The request >>
Extract, verbatim, all lines starting at the one containing "Question: Can you identify the meadow" and ending with the final line of the listing, and no others.

(Image region labeling entries)
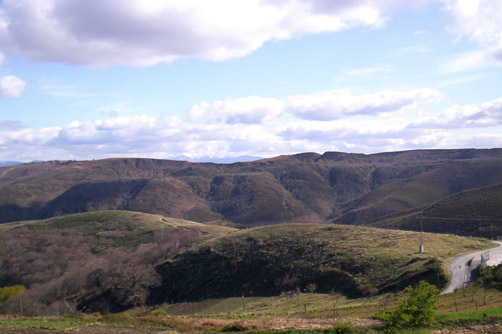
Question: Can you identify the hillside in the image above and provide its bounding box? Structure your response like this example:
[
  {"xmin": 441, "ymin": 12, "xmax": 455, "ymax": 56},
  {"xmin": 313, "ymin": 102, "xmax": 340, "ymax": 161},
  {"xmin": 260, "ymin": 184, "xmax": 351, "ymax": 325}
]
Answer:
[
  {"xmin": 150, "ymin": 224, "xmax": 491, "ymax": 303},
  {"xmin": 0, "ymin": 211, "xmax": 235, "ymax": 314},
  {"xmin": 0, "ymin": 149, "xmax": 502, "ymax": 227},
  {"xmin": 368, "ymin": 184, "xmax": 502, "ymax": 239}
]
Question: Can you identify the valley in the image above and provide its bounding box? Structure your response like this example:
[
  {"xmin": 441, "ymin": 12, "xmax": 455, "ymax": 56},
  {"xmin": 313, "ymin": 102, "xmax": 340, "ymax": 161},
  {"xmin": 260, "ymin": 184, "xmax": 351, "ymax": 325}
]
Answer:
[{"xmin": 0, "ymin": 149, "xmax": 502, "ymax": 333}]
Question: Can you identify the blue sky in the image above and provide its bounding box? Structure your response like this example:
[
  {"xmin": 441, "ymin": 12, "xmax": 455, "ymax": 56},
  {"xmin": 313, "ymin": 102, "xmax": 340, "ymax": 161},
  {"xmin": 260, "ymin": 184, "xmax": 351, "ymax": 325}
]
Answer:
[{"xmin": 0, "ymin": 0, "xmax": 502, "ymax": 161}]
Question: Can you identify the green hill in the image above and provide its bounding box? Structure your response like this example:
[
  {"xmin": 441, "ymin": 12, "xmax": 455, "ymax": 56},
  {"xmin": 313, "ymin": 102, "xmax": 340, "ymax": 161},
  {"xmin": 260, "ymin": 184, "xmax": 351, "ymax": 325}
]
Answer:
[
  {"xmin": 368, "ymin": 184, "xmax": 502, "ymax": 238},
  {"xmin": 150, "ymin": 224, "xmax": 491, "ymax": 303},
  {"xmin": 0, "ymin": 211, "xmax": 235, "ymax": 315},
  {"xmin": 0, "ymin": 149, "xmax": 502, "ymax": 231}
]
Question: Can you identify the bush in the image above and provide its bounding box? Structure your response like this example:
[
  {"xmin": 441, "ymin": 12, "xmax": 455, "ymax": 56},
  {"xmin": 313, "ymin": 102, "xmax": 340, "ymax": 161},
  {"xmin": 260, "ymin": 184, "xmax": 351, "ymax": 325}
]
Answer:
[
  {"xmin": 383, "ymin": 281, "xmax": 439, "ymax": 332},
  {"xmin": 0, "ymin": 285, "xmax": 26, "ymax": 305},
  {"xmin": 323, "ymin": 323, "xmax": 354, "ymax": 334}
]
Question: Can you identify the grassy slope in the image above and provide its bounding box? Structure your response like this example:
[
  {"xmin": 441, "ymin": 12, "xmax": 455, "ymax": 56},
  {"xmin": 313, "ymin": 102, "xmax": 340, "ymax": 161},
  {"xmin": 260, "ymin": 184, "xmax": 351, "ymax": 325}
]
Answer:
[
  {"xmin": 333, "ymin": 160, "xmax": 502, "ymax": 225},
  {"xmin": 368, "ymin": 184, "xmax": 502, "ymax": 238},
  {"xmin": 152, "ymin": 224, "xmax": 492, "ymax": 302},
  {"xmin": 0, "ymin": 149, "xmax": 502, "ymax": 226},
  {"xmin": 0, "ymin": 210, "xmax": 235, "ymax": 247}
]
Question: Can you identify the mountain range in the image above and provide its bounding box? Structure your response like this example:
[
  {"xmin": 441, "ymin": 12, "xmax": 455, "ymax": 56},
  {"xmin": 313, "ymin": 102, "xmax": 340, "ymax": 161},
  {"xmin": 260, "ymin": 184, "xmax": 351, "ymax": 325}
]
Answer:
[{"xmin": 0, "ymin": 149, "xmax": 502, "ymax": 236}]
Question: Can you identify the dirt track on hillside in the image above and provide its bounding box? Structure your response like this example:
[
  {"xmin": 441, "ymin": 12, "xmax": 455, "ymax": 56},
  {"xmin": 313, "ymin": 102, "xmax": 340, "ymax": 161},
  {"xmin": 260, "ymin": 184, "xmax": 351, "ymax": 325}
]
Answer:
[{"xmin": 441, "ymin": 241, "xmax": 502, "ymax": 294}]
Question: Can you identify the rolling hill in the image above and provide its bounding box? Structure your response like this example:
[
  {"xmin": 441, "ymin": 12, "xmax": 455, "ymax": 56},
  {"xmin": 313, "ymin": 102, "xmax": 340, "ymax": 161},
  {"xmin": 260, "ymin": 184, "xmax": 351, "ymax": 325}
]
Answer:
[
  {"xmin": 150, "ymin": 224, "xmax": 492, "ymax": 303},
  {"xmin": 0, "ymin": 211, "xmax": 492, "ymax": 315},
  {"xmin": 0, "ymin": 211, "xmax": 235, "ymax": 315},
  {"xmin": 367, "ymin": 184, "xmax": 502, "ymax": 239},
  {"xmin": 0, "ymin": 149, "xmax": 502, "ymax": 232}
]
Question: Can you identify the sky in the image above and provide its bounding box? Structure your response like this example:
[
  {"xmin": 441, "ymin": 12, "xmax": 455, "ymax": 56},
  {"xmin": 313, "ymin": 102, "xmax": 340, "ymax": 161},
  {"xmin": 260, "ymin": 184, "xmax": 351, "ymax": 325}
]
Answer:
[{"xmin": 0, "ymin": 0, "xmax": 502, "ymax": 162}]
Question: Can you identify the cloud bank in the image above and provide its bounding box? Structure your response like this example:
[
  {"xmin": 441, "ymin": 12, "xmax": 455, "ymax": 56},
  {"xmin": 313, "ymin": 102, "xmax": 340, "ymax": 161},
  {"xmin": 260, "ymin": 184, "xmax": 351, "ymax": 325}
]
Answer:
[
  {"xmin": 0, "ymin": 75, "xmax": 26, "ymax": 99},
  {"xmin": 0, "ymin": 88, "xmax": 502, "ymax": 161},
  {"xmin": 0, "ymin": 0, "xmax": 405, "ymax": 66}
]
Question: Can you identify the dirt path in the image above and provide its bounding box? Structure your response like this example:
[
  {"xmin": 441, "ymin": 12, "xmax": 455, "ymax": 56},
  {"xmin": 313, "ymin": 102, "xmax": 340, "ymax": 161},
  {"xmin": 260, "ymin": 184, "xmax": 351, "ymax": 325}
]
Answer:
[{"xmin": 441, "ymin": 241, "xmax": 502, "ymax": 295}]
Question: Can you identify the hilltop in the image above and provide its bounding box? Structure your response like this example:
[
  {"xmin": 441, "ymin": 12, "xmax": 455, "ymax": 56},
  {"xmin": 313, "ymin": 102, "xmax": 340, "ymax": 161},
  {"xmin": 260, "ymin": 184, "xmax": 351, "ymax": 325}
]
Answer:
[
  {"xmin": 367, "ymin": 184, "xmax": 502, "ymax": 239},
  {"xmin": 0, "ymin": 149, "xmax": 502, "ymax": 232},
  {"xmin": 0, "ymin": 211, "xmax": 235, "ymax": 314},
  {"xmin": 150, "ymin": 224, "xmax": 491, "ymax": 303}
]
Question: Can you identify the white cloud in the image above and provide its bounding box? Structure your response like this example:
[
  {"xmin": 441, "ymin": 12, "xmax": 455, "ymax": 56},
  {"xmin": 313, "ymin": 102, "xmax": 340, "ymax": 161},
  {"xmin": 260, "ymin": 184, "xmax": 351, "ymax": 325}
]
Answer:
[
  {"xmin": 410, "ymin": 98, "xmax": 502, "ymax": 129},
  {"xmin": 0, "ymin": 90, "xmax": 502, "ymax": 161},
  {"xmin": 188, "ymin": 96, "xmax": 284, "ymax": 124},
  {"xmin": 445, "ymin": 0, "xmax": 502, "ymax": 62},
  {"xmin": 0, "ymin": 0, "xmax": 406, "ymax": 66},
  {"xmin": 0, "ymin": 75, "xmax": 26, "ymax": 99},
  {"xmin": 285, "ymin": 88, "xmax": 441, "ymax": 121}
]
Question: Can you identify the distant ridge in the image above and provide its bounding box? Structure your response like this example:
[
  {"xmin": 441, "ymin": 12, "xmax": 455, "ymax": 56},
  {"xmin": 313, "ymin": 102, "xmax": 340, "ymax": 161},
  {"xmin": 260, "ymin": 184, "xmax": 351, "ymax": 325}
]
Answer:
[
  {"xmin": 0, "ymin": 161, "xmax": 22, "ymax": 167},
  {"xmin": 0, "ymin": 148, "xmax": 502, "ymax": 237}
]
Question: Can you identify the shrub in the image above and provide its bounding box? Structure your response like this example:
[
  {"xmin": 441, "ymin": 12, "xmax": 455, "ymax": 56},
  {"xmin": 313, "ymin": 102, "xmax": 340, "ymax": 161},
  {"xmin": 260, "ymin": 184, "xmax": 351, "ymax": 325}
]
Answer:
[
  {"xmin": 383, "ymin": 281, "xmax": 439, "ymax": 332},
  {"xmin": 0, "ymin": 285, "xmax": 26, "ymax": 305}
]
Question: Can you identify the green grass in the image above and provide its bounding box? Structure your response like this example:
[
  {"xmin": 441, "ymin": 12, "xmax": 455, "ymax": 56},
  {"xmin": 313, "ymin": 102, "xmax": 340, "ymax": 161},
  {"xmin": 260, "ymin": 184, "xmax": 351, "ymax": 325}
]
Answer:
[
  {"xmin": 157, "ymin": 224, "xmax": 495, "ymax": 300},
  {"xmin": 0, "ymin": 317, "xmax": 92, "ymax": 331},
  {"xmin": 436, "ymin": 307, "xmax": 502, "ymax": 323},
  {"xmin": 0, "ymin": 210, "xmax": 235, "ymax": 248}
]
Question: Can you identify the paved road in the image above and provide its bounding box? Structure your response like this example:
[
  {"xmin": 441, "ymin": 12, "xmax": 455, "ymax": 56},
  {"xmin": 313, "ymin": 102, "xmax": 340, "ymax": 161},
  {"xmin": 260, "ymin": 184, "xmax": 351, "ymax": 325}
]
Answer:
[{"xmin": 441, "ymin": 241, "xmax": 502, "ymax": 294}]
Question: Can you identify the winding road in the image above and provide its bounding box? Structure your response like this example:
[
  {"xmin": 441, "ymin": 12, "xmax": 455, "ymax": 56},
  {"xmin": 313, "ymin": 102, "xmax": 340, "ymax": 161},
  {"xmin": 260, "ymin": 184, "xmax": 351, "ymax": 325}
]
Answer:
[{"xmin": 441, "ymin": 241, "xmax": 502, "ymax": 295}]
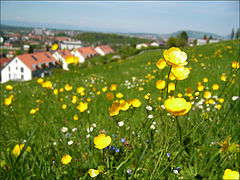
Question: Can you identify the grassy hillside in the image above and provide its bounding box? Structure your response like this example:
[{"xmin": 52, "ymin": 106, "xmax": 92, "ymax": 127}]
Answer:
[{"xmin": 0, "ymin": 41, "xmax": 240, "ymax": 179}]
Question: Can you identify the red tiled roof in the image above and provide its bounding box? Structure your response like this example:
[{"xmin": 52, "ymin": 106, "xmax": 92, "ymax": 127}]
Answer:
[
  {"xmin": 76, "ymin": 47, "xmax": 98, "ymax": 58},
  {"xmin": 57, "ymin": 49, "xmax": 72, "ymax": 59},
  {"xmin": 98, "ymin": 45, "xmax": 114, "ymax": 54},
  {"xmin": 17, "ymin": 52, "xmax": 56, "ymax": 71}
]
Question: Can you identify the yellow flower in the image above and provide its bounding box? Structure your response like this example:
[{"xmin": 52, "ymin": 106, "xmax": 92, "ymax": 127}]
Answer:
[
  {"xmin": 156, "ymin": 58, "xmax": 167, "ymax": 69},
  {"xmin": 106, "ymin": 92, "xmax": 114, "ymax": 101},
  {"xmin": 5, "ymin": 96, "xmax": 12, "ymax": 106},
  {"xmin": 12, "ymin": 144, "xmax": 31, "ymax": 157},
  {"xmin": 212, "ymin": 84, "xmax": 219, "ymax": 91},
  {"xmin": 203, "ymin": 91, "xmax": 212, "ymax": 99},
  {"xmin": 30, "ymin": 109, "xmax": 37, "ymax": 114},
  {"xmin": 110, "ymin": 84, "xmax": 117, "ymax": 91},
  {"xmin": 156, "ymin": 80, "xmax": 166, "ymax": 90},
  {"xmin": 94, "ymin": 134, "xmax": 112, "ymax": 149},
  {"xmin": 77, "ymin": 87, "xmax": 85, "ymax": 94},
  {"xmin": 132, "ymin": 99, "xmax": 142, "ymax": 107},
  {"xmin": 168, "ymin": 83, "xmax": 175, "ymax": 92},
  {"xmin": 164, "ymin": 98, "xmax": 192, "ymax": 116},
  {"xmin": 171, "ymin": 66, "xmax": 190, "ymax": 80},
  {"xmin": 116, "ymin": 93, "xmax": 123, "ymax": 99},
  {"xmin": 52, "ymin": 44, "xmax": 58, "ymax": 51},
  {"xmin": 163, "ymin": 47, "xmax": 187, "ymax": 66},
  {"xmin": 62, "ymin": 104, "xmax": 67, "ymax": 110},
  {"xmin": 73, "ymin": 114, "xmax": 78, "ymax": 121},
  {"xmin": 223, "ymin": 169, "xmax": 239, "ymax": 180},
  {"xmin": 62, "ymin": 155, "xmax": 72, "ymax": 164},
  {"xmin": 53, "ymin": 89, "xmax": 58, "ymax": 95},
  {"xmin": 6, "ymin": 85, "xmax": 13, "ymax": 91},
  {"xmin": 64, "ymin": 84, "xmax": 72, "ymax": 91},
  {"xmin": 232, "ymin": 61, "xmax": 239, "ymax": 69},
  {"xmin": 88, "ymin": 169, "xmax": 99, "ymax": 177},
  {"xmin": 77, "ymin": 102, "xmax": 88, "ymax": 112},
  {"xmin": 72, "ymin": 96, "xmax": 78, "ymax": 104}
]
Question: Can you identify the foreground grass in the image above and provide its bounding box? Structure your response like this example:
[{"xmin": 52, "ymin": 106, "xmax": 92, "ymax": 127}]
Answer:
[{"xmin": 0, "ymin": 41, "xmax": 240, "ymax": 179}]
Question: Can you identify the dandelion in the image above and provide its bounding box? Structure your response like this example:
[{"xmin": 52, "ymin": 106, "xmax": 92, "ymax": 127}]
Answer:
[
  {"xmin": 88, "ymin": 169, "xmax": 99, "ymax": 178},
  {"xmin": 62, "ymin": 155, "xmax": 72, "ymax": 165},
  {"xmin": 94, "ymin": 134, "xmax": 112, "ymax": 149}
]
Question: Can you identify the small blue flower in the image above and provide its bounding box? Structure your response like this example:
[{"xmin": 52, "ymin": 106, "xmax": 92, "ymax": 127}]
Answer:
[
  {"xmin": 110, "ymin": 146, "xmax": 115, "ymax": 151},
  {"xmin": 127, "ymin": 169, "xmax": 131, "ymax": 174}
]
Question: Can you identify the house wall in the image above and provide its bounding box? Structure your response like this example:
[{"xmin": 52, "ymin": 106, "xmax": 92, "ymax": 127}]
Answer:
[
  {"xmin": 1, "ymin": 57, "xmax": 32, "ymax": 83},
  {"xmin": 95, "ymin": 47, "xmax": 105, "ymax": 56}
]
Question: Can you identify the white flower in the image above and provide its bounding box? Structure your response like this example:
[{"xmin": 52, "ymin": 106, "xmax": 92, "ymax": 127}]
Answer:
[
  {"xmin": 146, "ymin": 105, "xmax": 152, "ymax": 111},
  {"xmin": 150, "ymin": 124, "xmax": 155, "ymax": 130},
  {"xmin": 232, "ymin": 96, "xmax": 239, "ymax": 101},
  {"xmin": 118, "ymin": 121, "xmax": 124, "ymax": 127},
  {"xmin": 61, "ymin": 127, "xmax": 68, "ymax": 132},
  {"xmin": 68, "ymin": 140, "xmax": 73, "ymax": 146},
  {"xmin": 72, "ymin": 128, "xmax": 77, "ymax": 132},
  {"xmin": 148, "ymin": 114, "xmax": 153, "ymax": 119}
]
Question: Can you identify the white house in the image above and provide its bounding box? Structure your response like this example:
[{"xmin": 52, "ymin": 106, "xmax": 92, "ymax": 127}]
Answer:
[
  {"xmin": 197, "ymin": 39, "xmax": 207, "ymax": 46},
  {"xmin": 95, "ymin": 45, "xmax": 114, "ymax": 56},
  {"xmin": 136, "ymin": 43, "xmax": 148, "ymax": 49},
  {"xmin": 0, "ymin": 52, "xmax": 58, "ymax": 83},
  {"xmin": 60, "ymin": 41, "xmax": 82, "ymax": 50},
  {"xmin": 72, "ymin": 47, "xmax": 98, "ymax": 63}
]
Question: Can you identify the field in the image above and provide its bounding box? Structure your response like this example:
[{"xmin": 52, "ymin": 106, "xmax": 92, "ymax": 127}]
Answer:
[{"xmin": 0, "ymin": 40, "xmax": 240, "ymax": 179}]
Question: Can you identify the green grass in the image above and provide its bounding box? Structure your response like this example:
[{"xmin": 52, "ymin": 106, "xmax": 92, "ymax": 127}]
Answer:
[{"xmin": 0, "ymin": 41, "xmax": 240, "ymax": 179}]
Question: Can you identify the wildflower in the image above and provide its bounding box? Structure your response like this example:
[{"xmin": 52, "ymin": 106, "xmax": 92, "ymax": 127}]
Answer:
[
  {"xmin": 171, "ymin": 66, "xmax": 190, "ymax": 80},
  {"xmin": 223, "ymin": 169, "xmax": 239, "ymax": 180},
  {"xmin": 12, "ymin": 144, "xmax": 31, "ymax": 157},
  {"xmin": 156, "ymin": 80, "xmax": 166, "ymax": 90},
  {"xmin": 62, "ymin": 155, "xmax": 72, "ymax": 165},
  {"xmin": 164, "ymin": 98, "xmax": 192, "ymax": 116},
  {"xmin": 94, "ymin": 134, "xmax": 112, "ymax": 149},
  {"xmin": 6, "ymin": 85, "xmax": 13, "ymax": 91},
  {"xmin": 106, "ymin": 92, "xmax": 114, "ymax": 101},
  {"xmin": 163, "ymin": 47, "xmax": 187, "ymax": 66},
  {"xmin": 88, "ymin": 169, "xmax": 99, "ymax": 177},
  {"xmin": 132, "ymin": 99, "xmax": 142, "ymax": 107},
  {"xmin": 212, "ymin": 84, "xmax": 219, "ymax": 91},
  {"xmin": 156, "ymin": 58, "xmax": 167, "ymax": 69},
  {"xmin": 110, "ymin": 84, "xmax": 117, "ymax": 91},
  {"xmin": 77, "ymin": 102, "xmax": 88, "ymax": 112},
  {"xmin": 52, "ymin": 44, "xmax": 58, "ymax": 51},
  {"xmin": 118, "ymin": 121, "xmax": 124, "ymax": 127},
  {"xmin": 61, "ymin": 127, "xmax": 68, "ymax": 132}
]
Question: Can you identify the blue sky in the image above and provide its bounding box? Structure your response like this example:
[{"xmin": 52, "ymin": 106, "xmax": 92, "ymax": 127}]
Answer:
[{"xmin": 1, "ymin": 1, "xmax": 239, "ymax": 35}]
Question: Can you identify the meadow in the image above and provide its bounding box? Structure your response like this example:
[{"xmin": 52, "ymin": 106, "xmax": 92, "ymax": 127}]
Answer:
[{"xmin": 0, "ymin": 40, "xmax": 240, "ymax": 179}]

Exercise solution >>
Question: Can you identify the meadow in the image above and provide its bounding box? Structure your response like this example:
[{"xmin": 52, "ymin": 106, "xmax": 92, "ymax": 127}]
Answer:
[{"xmin": 0, "ymin": 40, "xmax": 240, "ymax": 179}]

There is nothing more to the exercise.